═══ Text segment

The writers Michael and John Banim were born in Kilkenny city, Michael was born on the 5th August 1796, while John was born on the 1st April 1798.
During their lifetimes the brothers collaborated in many published works (twenty-four in total), mainly about life in Kilkenny and its characters under the Collective title “Tales by the O Hara Family”. For Michael, writing was a part time occupation, but John became a full time author.
Both were educated at the English Academy in Kilkenny which appears to have been Rothe House and later at Kilkenny College. Michael trained for the law, John for drawing and Art.
John taught for some years, but fell in love with a seventeen year old pupil named Anne, her parents disapproved and took her out of the school. Her tragic death soon afterwards had a deep effect on John, he gave up teaching and moved to Dublin in 1820.
He wrote a play Damon and Pythias which was a great success and was staged in the Theatre Royal Dublin and in London’s Covent Garden.
John married Ellen Ruth in 1822 and planned with Michael to write books on Irish Life.
John was now in London writing for the stage and magazines with great success, he exchanged works with Michael for correction and criticism.
On the advice of his doctor John moved to Boulogne, France in 1829, but met with financial difficulties. The London Times led a campaign to help him financially, this campaign raised enough money in England and Ireland to ensure financial security. Further misfortune came his way, the bankruptcy of his publisher, a severe attack of cholera, the death of his son from diphtheria, followed by his mother’s death to whom he was devoted. John was in a state of dejection and misery which alarmed his brother Michael. He begged him to return to Kilkenny and John agreed in April 1835.

══════

_To do_.
a. In the account of the Banim brothers, why did John leave teaching and move to Dublin in 1820?
b. Carry on the account of the Banim brothers from its last sentence.

═══ Supplied data

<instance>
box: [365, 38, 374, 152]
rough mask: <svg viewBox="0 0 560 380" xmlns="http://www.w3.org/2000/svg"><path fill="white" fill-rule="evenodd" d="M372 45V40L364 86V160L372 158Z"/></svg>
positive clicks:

══════

_Results for each task_.
a. John's pupil Anne, whom he loved, was removed from the school by her disapproving parents and died soon afterwards. Her tragic death affected him deeply, so he gave up teaching and moved to Dublin in 1820.

b.
He wrote to Michael expressing his requirement, “what I must have is a little
garden, if possible I would wish my little house to have a sunny aspect, sun into all possible windows every day that the glorious material God shines. I am a shivering being and require and rejoice in his invigorating rays as does the sickly plant. If this little house could be within view of our Nore stream along the banks of which you and I so often bounded, but along which I will never bound again, it would enhance my pleasure.”
Michael set about finding the required sunny aspect in Kilkenny and his choice fell on Windgap Cottage.
John meanwhile set out from Paris with his wife and daughter on the 10th May 1835, but misfortune befell them, when Mrs Banim contracted typhus fever which delayed them for a month, finally reaching Dublin towards the end of July. Early in Sept 1835, John was received in Kilkenny with a warm welcome from his fellow citizens who presented him with an inscribed silver snuff box containing £85.00. (The snuff box was later presented to Kilkenny Corporation in whose possession it still remains.)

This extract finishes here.